--- START ---
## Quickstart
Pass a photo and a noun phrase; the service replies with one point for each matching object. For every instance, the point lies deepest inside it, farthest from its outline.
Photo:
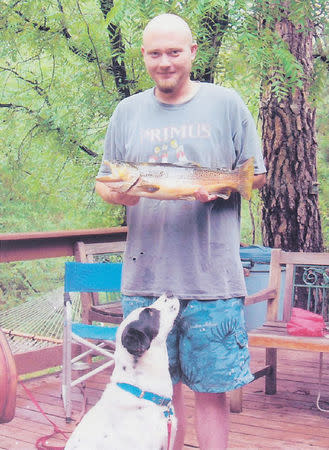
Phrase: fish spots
(134, 258)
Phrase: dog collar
(137, 392)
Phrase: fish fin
(108, 179)
(150, 188)
(224, 194)
(246, 178)
(188, 164)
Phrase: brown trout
(166, 181)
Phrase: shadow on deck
(287, 420)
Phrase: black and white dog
(135, 410)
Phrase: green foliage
(65, 64)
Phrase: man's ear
(194, 48)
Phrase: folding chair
(86, 277)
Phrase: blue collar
(137, 392)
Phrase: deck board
(288, 420)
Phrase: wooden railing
(52, 244)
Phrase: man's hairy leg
(212, 420)
(178, 402)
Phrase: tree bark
(291, 218)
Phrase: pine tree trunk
(291, 219)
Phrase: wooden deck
(287, 420)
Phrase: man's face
(168, 57)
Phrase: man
(189, 248)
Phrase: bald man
(189, 248)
--- END ---
● **WORK TASK**:
Set down, word for word, only the lines running from the line with "Phrase: black and white dog" to the last line of the listing above. Both of those lines belong in your answer.

● **RESULT**:
Phrase: black and white dog
(135, 410)
Phrase: green foliage
(65, 64)
Phrase: man's ear
(194, 48)
Phrase: folding chair
(86, 277)
Phrase: blue collar
(137, 392)
Phrase: deck board
(288, 420)
Phrase: wooden railing
(52, 244)
Phrase: man's hairy leg
(212, 420)
(178, 402)
Phrase: tree bark
(291, 218)
Phrase: pine tree trunk
(291, 219)
Phrase: wooden deck
(287, 420)
Phrase: man's face
(168, 57)
Phrase: man
(189, 248)
Phrase: bald man
(189, 248)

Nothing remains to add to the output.